Stated task A
In the metrics reporting text, copy the passage between "Individual request tracing" and "per operation type.", inclusive, word for word.
Stated task B
Answer these questions from the metrics reporting text:
(i) Which percentiles does the SDK report for operation durations?
(ii) On which target does the SDK emit its metrics tracing event?
(iii) What emit interval does the code example set for LoggingMeter?
Stated task C
Continue the metrics reporting text from the point where it stops.

Text extract
========

Metrics Reporting

Individual request tracing presents a very specific (though isolated) view of the system. In addition, it also makes sense to capture information that aggregates request data (i.e. requests per second), but also data which is not tied to a specific request at all (i.e. resource utilization).

The SDK exposes metrics for operation durations, broken down into p50, p90, p99, p99.9, and p100 percentiles, reported per service and per operation type.

SDK metrics are reported via a tracing event on the couchbase::metrics target, which can be consumed by any compatible tracing_subscriber::Layer. The SDK ships the LoggingMeter layer which periodically logs them as JSON into the application’s tracing output.

Both LoggingMeter and ThresholdLoggingTracer (see Request Tracing) are layers that can be composed on a single tracing Subscriber, alongside any other layers such as tracing_subscriber::fmt::layer().

The LoggingMeter

LoggingMeter is a tracing_subscriber::Layer that collects per-operation latency histograms and emits a JSON report on a configurable interval. If no other meters are enabled then it is strongly advised that you enable this by default to aid with debugging, along with the ThresholdLoggingTracer

Set up your Cargo.toml dependencies:

[dependencies]
tracing = "0.1"
tracing-subscriber = { version = "0.3", features = ["fmt"] }

The simplest setup registers LoggingMeter together with an fmt layer for general log output. This must be called within a Tokio runtime:

#[tokio::main]
async fn main() {
    use std::time::Duration;
    use couchbase::logging_meter::{LoggingMeter, LoggingMeterOptions};
    use tracing_subscriber::layer::SubscriberExt;

    let meter = LoggingMeter::new(Some(
        LoggingMeterOptions::new().emit_interval(Duration::from_secs(300)),
    ));
    let subscriber = tracing_subscriber::registry()
        .with(meter)

========

Provided data
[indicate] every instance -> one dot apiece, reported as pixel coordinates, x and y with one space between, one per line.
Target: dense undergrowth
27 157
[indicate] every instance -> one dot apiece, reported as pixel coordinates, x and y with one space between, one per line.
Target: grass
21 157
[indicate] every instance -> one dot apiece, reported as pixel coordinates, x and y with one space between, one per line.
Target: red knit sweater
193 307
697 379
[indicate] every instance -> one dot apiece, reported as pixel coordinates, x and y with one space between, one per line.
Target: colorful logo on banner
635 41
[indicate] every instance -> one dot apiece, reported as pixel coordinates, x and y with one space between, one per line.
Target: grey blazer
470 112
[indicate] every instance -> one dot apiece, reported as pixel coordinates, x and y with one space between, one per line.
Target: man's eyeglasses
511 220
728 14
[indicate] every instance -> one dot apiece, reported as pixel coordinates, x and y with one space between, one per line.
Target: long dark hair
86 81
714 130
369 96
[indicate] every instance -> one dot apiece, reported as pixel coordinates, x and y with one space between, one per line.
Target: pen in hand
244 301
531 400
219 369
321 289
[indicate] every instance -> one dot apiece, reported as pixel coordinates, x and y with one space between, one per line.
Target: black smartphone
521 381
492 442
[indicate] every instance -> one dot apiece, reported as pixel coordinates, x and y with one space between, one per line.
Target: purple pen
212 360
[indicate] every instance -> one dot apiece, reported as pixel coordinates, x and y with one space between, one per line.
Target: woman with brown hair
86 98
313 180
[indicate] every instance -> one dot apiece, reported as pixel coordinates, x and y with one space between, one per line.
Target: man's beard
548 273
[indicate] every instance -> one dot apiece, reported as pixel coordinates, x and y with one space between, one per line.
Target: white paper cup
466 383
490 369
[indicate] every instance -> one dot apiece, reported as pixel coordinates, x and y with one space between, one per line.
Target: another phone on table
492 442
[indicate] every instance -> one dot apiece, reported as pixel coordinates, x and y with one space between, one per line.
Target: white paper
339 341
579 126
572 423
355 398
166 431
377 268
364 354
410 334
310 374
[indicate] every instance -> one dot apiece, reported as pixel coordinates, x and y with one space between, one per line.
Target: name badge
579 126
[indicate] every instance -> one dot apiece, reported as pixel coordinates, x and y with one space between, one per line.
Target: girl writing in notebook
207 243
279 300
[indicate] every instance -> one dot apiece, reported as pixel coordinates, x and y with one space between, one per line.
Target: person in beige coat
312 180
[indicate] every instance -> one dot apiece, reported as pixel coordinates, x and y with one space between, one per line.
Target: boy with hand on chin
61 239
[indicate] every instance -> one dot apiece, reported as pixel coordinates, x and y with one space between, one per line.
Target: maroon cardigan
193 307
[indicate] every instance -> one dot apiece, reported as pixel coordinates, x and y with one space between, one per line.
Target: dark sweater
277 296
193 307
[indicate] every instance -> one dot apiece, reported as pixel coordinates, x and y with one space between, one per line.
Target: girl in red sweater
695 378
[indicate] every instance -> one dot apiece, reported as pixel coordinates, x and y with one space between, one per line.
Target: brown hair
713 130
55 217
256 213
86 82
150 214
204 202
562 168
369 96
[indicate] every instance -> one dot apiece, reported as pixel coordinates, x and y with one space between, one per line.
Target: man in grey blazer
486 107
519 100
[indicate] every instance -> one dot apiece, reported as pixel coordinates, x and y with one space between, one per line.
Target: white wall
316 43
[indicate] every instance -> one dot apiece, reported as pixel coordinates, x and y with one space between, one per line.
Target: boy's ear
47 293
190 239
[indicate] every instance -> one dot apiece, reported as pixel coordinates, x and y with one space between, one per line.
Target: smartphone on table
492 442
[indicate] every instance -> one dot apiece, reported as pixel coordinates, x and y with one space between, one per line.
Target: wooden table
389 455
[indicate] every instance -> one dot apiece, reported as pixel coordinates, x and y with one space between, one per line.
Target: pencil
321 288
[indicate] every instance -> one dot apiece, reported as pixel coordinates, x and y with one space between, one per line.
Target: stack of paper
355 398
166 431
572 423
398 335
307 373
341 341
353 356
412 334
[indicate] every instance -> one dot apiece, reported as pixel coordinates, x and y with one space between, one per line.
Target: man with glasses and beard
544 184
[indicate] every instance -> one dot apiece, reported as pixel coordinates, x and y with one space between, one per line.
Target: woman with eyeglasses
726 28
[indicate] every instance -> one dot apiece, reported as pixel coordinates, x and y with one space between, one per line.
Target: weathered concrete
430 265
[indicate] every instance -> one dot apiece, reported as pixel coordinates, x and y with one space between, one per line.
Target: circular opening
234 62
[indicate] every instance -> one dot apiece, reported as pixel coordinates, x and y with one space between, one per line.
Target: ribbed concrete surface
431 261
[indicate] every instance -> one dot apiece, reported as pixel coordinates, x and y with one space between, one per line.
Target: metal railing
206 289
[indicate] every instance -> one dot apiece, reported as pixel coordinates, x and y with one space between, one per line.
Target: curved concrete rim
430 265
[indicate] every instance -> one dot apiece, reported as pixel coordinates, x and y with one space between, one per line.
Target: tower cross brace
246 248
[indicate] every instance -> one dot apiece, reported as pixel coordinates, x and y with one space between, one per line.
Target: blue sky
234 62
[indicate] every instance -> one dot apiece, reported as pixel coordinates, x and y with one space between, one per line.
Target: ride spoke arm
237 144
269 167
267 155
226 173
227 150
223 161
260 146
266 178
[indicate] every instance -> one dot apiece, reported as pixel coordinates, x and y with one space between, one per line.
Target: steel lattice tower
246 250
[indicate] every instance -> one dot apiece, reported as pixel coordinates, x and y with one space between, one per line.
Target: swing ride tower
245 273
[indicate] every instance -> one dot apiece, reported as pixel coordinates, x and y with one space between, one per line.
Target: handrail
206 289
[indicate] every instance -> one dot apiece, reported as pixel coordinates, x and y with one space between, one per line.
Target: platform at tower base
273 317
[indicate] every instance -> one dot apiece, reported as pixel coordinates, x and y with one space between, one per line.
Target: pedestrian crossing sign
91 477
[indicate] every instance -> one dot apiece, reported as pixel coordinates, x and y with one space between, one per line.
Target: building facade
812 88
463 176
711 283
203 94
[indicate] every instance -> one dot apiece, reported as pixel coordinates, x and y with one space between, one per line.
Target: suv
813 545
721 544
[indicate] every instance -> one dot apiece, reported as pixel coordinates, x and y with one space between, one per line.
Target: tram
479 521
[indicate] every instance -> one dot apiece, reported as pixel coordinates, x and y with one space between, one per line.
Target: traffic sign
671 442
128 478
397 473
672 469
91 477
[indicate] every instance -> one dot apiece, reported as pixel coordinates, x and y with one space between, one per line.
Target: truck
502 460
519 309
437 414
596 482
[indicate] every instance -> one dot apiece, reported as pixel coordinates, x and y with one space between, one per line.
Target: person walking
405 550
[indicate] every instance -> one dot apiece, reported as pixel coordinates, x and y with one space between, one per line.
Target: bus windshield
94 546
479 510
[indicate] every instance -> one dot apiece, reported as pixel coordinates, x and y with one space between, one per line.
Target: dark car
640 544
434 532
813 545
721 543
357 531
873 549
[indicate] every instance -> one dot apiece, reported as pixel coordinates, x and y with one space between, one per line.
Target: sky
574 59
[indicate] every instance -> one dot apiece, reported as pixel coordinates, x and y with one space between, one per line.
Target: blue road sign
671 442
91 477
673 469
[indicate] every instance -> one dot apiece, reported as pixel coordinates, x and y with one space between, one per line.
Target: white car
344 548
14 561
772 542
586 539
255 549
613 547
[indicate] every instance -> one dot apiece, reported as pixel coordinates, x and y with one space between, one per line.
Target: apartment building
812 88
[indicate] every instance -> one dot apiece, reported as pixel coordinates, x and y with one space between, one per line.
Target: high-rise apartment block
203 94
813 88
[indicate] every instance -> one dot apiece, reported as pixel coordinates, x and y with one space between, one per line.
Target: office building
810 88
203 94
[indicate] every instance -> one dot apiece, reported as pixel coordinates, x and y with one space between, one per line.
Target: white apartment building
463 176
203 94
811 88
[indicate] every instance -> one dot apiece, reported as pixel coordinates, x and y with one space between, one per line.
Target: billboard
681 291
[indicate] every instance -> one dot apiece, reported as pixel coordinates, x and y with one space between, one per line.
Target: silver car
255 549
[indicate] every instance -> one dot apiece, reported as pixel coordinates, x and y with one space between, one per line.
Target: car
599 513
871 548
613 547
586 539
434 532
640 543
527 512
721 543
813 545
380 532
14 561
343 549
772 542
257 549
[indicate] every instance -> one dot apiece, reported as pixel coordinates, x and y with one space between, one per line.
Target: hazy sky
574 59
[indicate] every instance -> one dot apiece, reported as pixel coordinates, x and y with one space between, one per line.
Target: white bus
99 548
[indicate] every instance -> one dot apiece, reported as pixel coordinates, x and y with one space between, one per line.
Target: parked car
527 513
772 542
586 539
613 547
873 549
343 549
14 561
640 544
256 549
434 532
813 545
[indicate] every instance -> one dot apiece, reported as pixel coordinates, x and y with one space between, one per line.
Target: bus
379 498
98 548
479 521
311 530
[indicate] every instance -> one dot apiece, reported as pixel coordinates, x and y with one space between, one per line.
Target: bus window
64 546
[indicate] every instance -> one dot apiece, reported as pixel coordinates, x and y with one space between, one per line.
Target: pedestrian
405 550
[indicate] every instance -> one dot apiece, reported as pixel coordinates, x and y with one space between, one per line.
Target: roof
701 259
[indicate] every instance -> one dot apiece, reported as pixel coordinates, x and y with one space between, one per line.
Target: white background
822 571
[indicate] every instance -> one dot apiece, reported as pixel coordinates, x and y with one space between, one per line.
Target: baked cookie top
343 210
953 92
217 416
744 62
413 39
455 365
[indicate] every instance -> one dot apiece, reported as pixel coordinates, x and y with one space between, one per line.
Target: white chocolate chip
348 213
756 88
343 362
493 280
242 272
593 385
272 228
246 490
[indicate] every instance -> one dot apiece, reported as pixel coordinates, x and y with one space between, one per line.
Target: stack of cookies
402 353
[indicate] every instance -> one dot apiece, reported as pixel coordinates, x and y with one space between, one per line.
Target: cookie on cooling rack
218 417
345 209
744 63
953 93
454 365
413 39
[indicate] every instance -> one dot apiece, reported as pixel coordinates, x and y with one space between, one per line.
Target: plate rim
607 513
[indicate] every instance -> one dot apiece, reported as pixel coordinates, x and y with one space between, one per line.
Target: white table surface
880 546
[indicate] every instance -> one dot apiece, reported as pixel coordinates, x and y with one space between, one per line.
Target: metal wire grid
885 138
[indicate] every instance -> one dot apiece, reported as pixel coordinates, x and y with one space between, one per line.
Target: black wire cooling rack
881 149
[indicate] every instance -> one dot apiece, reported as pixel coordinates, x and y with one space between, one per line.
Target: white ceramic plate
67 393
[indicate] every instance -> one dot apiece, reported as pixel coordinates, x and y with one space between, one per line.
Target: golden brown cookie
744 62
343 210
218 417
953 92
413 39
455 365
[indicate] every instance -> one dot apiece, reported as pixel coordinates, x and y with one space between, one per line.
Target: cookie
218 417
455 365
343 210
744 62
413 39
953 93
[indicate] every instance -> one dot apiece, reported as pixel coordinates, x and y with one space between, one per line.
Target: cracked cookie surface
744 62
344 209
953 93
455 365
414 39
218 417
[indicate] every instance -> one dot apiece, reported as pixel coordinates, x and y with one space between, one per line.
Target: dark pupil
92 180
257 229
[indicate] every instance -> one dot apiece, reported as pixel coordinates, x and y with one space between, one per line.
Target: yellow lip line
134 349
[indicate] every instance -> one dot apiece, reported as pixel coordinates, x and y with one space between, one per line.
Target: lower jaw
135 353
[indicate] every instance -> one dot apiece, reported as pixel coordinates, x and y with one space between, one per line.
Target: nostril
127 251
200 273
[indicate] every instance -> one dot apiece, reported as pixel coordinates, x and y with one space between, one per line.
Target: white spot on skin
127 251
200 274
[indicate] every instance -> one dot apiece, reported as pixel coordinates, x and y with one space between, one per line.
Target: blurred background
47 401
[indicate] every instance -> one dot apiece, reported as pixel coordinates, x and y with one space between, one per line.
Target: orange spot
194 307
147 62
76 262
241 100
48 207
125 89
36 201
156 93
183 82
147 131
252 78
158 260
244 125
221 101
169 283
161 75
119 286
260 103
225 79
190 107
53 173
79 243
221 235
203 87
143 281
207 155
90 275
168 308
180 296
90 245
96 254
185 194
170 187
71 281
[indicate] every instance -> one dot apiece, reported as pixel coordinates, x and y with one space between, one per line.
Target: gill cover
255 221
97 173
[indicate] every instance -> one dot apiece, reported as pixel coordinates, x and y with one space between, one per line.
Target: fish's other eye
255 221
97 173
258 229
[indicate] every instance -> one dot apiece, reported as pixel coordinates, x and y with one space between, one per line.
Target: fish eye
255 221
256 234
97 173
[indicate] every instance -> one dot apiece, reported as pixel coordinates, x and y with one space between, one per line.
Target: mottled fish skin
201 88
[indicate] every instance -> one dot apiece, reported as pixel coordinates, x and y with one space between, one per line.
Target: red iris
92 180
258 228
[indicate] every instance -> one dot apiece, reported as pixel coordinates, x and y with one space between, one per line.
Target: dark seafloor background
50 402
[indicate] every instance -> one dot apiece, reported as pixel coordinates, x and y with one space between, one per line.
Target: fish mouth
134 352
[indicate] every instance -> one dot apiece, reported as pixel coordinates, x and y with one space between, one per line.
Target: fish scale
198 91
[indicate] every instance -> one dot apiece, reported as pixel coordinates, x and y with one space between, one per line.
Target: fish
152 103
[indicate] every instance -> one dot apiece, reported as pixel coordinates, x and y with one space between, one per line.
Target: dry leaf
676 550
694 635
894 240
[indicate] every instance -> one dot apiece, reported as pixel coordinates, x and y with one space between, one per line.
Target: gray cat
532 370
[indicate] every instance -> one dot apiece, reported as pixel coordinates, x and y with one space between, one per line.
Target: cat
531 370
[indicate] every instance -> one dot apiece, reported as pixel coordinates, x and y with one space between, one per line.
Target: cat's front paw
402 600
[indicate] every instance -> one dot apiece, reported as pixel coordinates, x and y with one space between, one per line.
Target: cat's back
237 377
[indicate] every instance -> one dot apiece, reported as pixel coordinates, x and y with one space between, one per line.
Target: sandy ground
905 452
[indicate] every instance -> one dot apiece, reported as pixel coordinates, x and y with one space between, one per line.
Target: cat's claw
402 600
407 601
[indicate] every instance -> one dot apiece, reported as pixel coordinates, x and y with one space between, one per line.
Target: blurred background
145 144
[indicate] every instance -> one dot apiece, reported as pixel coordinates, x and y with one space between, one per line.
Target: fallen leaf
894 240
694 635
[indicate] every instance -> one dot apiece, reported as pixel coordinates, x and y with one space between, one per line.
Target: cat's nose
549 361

========

Expected answer A
Individual request tracing presents a very specific (though isolated) view of the system. In addition, it also makes sense to capture information that aggregates request data (i.e. requests per second), but also data which is not tied to a specific request at all (i.e. resource utilization).

The SDK exposes metrics for operation durations, broken down into p50, p90, p99, p99.9, and p100 percentiles, reported per service and per operation type.

Expected answer B
(i) p50, p90, p99, p99.9, and p100.
(ii) couchbase::metrics.
(iii) 300 seconds (Duration::from_secs(300)).

Expected answer C
        .with(tracing_subscriber::fmt::layer()); // Add any other layers you want, e.g. fmt for logging, ThresholdLoggingTracer, etc.

    tracing::subscriber::set_global_default(subscriber)
        .expect("Failed to set global tracing subscriber");
    // ...
}

Once registered, the LoggingMeter will emit the collected request statistics every interval.

A possible report looks like this (prettified for readability):

{
   "meta": {
      "emit_interval_s": 600
   },
   "operations": {
      "query": {
         "query": {
            "total_count": 9411,
            "percentiles_us": {
               "50.0": 544,
               "90.0": 905,
               "99.0": 1589,
               "99.9": 4095,
               "100.0": 100663
            }
         }
      },
      "kv": {
         "get": {
            "total_count": 9414,
            "percentiles_us": {
               "50.0": 155,
               "90.0": 274,
               "99.0": 544,
               "99.9": 1867,
               "100.0": 574619
            }
         },
         "upsert": {
            "total_count": 2100,
            "percentiles_us": {
               "50.0": 120,
               "90.0": 210,
               "99.0": 480,
               "99.9": 1200,
               "100.0": 48000
            }
         }
      }
   }
}

Each report contains one object for each service that got used.

For each operation, a total amount of recorded requests is reported, as well as percentiles from a histogram in microseconds. The meta section on top contains information such as the emit interval in seconds so tooling can later calculate numbers like requests per second.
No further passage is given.